# Texto de origem
-------

Kamila, eu detesto ENTRE QUATRO PAREDES. Não gosto de dramas... secos demais. Assim... sem nenhuma gotinha d'água. Sabe? Fui ver PECADOS ÍNTIMOS sem expectativas e gostei, embora o final não seja o ideal para mim.
Galera, possíveis spoilers em minha discussão com o Wanderley(Não digam que não avisei):
Wanderley, não disse "moralista". Apontei uma... "falsa moralidade". Entendeu? Acho que Tom Perrota e Todd Field querem criticar o conformismo, a segurança das pessoas ao seguir com a vidinha monótona... fazem tudo aquilo e se arrependem no final. Melhor ser infeliz até a morte do que arriscar uma vida nova. Entendeu? Por isso, eu disse que eles criticam esse "moralismo". Mas o "moralismo" que eu disse não está na história, mas na maioria da pessoas da nossa realidade. É isso. Só acho que há um exagero em fazer um filme inteiro com os personagens extrapolando para depois voltar atrás... É a minha birra com o personagem do Kevin Spacey em BELEZA AMERICANA. Ele faz tudo aquilo e, no fim, antes de levar o tiro, ele suspira ao ver a família naquela foto. Parece um arrependimento, sabe? Eu vi assim. Mas gosto de BELEZA AMERICANA, mas assim como PECADOS ÍNTIMOS, não acho extraordinário. No filme do Todd Field, não gosto da cena do Brad andando de skate... Pra quê aquilo? Só pra mostrar a imaturidade dele? Acho que ele jamais faria aquilo naquela altura do campeonato. Mas enfim... ;-)))

-------

# Trecho da fonte
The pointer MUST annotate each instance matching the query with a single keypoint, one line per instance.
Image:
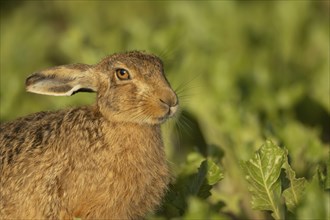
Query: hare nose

-------

# Instruções do exercício
Transcreva, na íntegra e sem nenhuma alteração, o comentário sobre Pecados Íntimos apresentado acima.

# Tarefa concluída
Kamila, eu detesto ENTRE QUATRO PAREDES. Não gosto de dramas... secos demais. Assim... sem nenhuma gotinha d'água. Sabe? Fui ver PECADOS ÍNTIMOS sem expectativas e gostei, embora o final não seja o ideal para mim.
Galera, possíveis spoilers em minha discussão com o Wanderley(Não digam que não avisei):
Wanderley, não disse "moralista". Apontei uma... "falsa moralidade". Entendeu? Acho que Tom Perrota e Todd Field querem criticar o conformismo, a segurança das pessoas ao seguir com a vidinha monótona... fazem tudo aquilo e se arrependem no final. Melhor ser infeliz até a morte do que arriscar uma vida nova. Entendeu? Por isso, eu disse que eles criticam esse "moralismo". Mas o "moralismo" que eu disse não está na história, mas na maioria da pessoas da nossa realidade. É isso. Só acho que há um exagero em fazer um filme inteiro com os personagens extrapolando para depois voltar atrás... É a minha birra com o personagem do Kevin Spacey em BELEZA AMERICANA. Ele faz tudo aquilo e, no fim, antes de levar o tiro, ele suspira ao ver a família naquela foto. Parece um arrependimento, sabe? Eu vi assim. Mas gosto de BELEZA AMERICANA, mas assim como PECADOS ÍNTIMOS, não acho extraordinário. No filme do Todd Field, não gosto da cena do Brad andando de skate... Pra quê aquilo? Só pra mostrar a imaturidade dele? Acho que ele jamais faria aquilo naquela altura do campeonato. Mas enfim... ;-)))